Requirements:
From the records below, pull out every line containing the word "wooden" and copy each one in full. Letter case matters.

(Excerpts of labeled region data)
╔══

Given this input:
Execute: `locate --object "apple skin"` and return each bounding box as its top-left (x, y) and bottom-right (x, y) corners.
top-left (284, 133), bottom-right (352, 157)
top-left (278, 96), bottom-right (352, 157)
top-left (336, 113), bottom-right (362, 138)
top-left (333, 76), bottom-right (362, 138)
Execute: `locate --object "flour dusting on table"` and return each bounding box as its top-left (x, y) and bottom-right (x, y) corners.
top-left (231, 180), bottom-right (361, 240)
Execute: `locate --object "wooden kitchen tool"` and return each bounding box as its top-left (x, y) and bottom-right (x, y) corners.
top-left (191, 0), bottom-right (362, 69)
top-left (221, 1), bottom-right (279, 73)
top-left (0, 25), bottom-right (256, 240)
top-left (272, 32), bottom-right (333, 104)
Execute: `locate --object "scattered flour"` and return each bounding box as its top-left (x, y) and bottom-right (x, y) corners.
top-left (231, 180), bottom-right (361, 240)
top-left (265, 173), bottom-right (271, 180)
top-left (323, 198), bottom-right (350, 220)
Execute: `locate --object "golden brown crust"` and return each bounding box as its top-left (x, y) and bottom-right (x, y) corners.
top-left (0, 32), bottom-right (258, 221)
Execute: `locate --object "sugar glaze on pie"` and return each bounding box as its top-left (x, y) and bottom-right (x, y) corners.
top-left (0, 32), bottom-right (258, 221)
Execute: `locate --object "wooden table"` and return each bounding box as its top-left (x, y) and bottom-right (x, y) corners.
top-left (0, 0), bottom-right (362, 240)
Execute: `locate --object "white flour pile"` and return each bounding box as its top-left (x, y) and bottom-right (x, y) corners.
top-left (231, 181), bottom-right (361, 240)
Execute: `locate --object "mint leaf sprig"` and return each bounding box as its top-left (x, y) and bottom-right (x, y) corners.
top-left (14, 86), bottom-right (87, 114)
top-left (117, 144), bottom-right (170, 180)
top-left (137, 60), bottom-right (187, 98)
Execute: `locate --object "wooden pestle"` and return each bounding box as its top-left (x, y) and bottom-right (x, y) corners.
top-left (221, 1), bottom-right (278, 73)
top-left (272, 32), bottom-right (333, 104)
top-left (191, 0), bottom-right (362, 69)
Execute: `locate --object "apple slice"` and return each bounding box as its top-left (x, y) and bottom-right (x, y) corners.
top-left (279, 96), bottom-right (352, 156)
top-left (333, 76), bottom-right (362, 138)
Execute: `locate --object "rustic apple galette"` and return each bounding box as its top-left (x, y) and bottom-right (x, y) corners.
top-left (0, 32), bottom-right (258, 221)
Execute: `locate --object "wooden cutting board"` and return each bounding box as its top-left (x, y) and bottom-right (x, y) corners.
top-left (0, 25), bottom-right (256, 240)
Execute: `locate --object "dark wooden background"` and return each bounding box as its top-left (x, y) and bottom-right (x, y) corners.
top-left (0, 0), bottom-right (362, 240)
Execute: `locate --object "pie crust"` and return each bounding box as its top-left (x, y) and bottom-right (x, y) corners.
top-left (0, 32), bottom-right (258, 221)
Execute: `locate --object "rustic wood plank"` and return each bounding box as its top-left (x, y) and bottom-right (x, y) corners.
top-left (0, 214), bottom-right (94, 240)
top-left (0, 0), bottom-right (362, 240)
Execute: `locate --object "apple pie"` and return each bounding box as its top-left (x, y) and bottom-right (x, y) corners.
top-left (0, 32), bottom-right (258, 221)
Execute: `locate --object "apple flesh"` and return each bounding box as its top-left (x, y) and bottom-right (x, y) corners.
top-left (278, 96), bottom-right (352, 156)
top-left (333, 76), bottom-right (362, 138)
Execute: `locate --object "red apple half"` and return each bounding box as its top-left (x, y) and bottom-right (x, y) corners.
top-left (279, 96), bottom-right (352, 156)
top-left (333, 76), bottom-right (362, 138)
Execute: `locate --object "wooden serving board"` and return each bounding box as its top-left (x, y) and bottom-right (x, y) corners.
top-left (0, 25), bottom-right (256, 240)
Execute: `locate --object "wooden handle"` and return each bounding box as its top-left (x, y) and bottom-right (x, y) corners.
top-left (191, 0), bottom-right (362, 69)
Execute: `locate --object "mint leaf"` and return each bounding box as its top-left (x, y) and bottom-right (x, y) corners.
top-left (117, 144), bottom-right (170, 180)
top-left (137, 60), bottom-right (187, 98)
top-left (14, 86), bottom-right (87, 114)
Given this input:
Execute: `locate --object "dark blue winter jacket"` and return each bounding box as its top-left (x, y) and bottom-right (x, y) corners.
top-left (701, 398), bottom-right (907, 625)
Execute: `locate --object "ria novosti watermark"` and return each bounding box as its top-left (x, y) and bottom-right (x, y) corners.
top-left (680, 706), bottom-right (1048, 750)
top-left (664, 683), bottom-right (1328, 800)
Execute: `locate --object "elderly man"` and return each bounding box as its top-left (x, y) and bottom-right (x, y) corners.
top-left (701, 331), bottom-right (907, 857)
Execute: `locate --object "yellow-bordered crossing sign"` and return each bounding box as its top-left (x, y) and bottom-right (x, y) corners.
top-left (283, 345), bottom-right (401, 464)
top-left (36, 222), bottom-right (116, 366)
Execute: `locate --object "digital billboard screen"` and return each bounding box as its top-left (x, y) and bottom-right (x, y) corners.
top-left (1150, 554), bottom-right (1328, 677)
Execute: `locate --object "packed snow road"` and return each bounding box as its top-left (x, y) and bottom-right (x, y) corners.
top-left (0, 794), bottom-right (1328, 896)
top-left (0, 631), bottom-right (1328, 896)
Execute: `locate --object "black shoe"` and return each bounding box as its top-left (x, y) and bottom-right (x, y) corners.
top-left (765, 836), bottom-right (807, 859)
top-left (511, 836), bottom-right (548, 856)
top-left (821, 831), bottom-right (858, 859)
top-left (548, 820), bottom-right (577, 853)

╚══

Result of this exercise:
Execute: `locate --object "wooden kitchen tool"` and return each bounding box as its top-left (x, y) and bottom-right (x, y) corners.
Execute: `locate --object "wooden table"` and return each bounding box as its top-left (x, y) and bottom-right (x, y) corners.
Execute: `locate --object "wooden pestle"` and return each bounding box as its top-left (x, y) and bottom-right (x, y) corners.
Execute: `locate --object "wooden cutting board"` and return each bounding box as its top-left (x, y) and bottom-right (x, y) corners.
Execute: `locate --object "dark wooden background"` and return each bounding box as its top-left (x, y) and bottom-right (x, y) corners.
Execute: `locate --object "wooden serving board"` and return each bounding box as its top-left (x, y) and bottom-right (x, y) corners.
Execute: `locate --object "wooden handle"` and return each bounding box as its top-left (x, y) and bottom-right (x, y) corners.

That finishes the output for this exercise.